### Stated exercise 1
In two sentences, what happens in the Waldheim excerpt?
### Stated exercise 2
Can you reproduce, word for word, the part of the Waldheim excerpt that opens with the words containing "Up to you. Most" and closes with "out a beat."?
### Stated exercise 3
Answer these questions about the Waldheim excerpt, marking each answer with the matching letter:
(a) What color is the early morning sunlight striking the village?
(b) What hangs off the frame of the door you find?
(c) What is the woman who opens the door wearing?

Stretching, if only to appreciate your no longer semi-paralyzed limbs, you begin to wander Waldheim in the early morning, taking a few moments to appreciate the golden red hue of the early morning sunlight striking the quaint village. After a few moments of silent appreciation, your collective finally chases out the soul of an artist who mastered the starving part of his profession before the actual arty bits. Back to your usual philistine self, you walk off in the direction of Asta’s house.

Yeah Asta. The supreme monster hunter lady of Waldheim, you know, that chick? Already a few of the locals are out and about, yawning and stretching in the light of a new day. However, all of them find the energy for a friendly wave to their unusual hero. After a few minutes of wandering you find yourself standing in front of a door with a rather threatening skull hanging off of the frame. You figure this is Asta’s home.
Up to you. Most of that last one was just me after all (then I fell asleep)
...Just to make it clear who this is
Yeah I figured, but it didn't really do anything too controversial I wager, so I'll just dump.
Up to you friend.
You decide that a combination of limericks and knocking will meet both your needs to rhyme and hit shit. You rap on the door, tapping out a beat.

>Knickity Knackity Knock
>Hammering on Asta’s door like a Cock
>She’s the hunter with the biggest stones
>When she sees I’m all bones
>She’ll be in for a right big shock

As you rap out the final lyric the door opens, revealing a large woman in a studded leather cuirass and cloth garments of varying shades of green. The woman, presumably Asta, looks you up and down before spitting out onto the dirt road. The bit of phlegm leaves a considerable crater in the street. Asta rubs her nose before addressing you.

### Dataset extract
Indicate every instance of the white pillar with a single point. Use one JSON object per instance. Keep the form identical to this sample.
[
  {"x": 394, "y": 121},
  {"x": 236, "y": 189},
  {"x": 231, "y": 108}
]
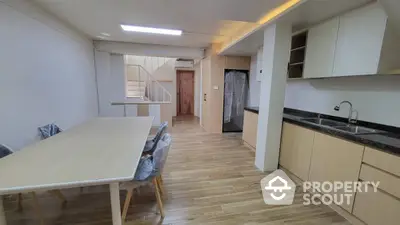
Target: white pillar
[
  {"x": 277, "y": 41},
  {"x": 2, "y": 213}
]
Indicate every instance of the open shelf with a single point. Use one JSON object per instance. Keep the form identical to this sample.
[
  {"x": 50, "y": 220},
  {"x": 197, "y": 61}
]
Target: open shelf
[{"x": 297, "y": 55}]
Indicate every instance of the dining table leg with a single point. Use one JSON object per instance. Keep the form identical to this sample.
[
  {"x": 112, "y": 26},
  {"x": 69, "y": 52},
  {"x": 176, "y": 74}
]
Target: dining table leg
[
  {"x": 2, "y": 213},
  {"x": 115, "y": 204}
]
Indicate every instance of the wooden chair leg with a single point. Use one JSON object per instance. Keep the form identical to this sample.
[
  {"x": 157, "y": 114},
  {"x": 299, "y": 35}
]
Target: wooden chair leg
[
  {"x": 160, "y": 186},
  {"x": 126, "y": 204},
  {"x": 19, "y": 202},
  {"x": 38, "y": 209},
  {"x": 59, "y": 195},
  {"x": 159, "y": 200}
]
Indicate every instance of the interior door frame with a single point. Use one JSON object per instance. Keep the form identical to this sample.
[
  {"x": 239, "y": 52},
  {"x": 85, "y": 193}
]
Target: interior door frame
[
  {"x": 247, "y": 72},
  {"x": 178, "y": 72}
]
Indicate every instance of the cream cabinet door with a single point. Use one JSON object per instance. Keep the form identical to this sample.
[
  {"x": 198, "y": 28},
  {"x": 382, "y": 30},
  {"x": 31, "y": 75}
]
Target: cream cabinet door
[
  {"x": 360, "y": 40},
  {"x": 320, "y": 51},
  {"x": 334, "y": 159},
  {"x": 296, "y": 149}
]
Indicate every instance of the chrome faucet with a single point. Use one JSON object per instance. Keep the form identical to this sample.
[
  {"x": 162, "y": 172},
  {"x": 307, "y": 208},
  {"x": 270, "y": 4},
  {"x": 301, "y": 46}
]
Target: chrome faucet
[{"x": 351, "y": 111}]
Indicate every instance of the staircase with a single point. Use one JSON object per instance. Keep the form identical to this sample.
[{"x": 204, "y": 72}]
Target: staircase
[{"x": 141, "y": 84}]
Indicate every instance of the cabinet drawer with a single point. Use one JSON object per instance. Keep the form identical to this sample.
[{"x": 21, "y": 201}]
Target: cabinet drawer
[
  {"x": 388, "y": 182},
  {"x": 382, "y": 160},
  {"x": 335, "y": 159},
  {"x": 377, "y": 208}
]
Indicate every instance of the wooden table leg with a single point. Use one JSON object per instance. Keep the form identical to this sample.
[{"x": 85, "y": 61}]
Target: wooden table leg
[
  {"x": 2, "y": 213},
  {"x": 115, "y": 204}
]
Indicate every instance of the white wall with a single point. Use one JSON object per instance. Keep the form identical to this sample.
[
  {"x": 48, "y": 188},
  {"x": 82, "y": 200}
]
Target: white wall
[
  {"x": 254, "y": 90},
  {"x": 46, "y": 74},
  {"x": 197, "y": 78},
  {"x": 149, "y": 50},
  {"x": 377, "y": 98}
]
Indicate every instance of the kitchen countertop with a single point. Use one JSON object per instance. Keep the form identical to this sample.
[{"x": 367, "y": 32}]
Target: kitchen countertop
[{"x": 387, "y": 142}]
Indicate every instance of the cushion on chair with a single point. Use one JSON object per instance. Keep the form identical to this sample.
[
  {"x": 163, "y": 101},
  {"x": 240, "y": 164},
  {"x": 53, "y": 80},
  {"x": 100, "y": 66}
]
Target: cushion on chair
[
  {"x": 4, "y": 151},
  {"x": 144, "y": 169},
  {"x": 152, "y": 145},
  {"x": 148, "y": 146},
  {"x": 49, "y": 130}
]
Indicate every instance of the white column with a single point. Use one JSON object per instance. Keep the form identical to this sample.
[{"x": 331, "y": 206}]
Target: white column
[
  {"x": 277, "y": 41},
  {"x": 2, "y": 213},
  {"x": 115, "y": 204}
]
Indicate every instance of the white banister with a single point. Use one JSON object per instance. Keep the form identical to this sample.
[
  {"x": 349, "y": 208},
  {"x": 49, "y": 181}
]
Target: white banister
[{"x": 150, "y": 89}]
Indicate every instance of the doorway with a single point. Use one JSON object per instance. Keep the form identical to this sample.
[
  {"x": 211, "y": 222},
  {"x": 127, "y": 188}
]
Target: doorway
[
  {"x": 184, "y": 92},
  {"x": 236, "y": 87}
]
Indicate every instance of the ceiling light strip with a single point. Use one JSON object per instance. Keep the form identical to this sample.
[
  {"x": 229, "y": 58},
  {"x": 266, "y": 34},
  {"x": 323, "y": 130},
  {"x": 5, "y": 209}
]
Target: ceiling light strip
[{"x": 150, "y": 30}]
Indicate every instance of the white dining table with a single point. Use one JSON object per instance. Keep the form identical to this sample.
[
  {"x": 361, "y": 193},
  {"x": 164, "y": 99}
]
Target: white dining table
[{"x": 100, "y": 151}]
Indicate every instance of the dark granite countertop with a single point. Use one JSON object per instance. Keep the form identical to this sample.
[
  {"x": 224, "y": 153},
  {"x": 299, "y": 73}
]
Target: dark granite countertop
[
  {"x": 387, "y": 141},
  {"x": 252, "y": 109}
]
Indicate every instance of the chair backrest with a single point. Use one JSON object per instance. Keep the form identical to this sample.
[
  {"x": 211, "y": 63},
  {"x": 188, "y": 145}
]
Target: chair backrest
[
  {"x": 161, "y": 153},
  {"x": 5, "y": 151},
  {"x": 163, "y": 127},
  {"x": 49, "y": 130}
]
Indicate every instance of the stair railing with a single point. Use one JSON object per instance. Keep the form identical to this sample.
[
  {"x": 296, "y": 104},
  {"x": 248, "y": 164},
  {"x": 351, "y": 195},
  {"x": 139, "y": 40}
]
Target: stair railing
[{"x": 153, "y": 90}]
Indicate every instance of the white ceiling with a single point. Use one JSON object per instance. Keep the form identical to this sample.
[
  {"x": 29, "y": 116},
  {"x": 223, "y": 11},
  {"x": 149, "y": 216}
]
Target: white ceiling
[
  {"x": 203, "y": 21},
  {"x": 307, "y": 14}
]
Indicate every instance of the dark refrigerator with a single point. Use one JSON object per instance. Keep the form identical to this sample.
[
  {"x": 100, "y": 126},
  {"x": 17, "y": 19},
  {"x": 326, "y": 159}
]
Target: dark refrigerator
[{"x": 236, "y": 87}]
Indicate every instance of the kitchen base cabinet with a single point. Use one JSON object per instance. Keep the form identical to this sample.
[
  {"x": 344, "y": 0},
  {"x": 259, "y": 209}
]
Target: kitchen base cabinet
[
  {"x": 250, "y": 128},
  {"x": 296, "y": 149},
  {"x": 334, "y": 159},
  {"x": 377, "y": 208}
]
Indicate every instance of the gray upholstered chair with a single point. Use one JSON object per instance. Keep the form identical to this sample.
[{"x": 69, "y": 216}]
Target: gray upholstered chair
[
  {"x": 153, "y": 168},
  {"x": 5, "y": 151},
  {"x": 49, "y": 130},
  {"x": 151, "y": 144}
]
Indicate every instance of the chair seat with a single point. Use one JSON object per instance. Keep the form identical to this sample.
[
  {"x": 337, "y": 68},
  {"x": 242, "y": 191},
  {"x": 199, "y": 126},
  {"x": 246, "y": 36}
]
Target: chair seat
[{"x": 148, "y": 146}]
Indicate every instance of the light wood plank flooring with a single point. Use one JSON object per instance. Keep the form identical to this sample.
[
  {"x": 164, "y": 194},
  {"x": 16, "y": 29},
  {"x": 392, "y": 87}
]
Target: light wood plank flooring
[{"x": 209, "y": 179}]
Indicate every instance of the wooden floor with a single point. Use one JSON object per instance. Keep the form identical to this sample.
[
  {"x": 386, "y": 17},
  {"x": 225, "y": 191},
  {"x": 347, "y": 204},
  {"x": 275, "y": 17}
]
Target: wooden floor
[{"x": 209, "y": 179}]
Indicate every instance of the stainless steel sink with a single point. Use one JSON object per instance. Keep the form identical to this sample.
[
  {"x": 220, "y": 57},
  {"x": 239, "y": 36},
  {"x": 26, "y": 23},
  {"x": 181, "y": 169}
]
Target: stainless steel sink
[
  {"x": 325, "y": 122},
  {"x": 358, "y": 129},
  {"x": 349, "y": 128}
]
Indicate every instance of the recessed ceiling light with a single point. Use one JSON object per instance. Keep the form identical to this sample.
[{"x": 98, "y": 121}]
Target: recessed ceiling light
[{"x": 151, "y": 30}]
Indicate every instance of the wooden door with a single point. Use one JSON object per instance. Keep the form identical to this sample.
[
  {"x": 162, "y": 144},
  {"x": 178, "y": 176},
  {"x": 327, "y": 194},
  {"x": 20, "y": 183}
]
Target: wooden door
[{"x": 185, "y": 92}]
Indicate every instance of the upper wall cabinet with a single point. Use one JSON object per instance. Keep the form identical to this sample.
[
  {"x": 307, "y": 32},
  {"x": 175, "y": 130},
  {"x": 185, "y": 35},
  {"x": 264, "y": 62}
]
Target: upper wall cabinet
[
  {"x": 320, "y": 53},
  {"x": 360, "y": 42},
  {"x": 357, "y": 43}
]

### Final result 1
After pausing to admire the early morning sunlight over Waldheim, you walk toward Asta's house past waving locals and stop at a door with a threatening skull hanging off its frame. You knock while rapping out a limerick, and the door opens on a large woman in a studded leather cuirass and green garments, presumably Asta, who looks you up and down and spits onto the dirt road.

### Final result 2
Up to you. Most of that last one was just me after all (then I fell asleep)
...Just to make it clear who this is
Yeah I figured, but it didn't really do anything too controversial I wager, so I'll just dump.
Up to you friend.
You decide that a combination of limericks and knocking will meet both your needs to rhyme and hit shit. You rap on the door, tapping out a beat.

### Final result 3
(a) A golden red hue.
(b) A rather threatening skull.
(c) A studded leather cuirass and cloth garments of varying shades of green.